> EXERCISE
Please reproduce only the lines of the items below, starting at the line that contains "Place a marker on every instance of the sky, each" and ending at the line that contains "point(52, 28)", with both ends included. Adjust every coordinate in the answers by adding 15, and leave all other text unchanged, including the sample formats.

*** DATASET ***

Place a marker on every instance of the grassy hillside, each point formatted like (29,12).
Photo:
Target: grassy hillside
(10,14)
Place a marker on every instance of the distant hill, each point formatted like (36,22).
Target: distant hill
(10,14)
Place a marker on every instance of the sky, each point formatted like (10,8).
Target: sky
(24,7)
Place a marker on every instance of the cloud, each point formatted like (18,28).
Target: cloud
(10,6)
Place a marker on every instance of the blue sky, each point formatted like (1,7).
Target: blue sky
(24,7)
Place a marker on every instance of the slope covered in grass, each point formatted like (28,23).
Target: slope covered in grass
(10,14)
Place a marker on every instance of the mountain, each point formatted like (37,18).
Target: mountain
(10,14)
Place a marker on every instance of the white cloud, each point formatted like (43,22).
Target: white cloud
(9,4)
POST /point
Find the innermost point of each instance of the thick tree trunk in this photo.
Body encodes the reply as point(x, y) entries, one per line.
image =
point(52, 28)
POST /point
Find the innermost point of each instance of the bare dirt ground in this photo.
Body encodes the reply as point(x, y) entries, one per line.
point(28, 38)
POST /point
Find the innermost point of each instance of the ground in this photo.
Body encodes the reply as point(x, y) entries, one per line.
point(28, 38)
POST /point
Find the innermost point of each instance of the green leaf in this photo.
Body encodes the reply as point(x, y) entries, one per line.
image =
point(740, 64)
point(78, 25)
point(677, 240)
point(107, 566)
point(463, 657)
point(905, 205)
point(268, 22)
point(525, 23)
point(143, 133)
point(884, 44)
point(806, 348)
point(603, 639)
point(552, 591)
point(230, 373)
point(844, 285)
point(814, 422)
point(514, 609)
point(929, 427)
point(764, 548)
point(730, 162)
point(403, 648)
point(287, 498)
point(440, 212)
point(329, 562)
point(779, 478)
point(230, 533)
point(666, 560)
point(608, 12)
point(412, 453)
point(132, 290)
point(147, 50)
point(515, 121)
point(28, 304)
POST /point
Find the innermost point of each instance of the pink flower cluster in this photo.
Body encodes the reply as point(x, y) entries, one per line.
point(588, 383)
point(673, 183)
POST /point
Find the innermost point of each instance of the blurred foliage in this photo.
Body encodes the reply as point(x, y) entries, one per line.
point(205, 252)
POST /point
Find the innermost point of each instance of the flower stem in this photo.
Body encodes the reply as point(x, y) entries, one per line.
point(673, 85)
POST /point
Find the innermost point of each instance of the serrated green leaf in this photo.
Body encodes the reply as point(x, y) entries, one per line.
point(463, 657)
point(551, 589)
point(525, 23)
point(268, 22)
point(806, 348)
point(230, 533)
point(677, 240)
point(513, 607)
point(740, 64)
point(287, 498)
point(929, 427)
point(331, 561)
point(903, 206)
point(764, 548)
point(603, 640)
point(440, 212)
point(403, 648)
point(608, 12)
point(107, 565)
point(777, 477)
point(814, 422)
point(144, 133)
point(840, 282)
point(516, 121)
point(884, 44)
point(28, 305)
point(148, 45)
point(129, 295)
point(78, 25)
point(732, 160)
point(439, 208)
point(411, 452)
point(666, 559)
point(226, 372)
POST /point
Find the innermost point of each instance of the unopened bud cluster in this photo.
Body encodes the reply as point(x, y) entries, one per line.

***

> SOLUTION TO THE EXERCISE
Place a marker on every instance of the sky, each point formatted like (10,8).
Target: sky
(39,22)
Place a marker on every instance of the cloud, each point formatted like (18,28).
Target: cloud
(25,21)
Place a marker on every instance of the blue sky, each point formatted like (1,7).
Target: blue sky
(39,22)
Place a marker on every instance of the slope covered in grass, each point formatted like (28,23).
Target: slope covered in grass
(25,29)
Place a marker on every instance of the mountain, each point formatted like (37,18).
Target: mountain
(25,29)
Place a marker on every instance of the white cloud, each point formatted like (43,22).
Target: white cloud
(24,19)
POST /point
Find the innermost point of each instance of the thick tree trunk in this photo.
Body encodes the reply as point(x, y) entries, one per line.
image =
point(67, 43)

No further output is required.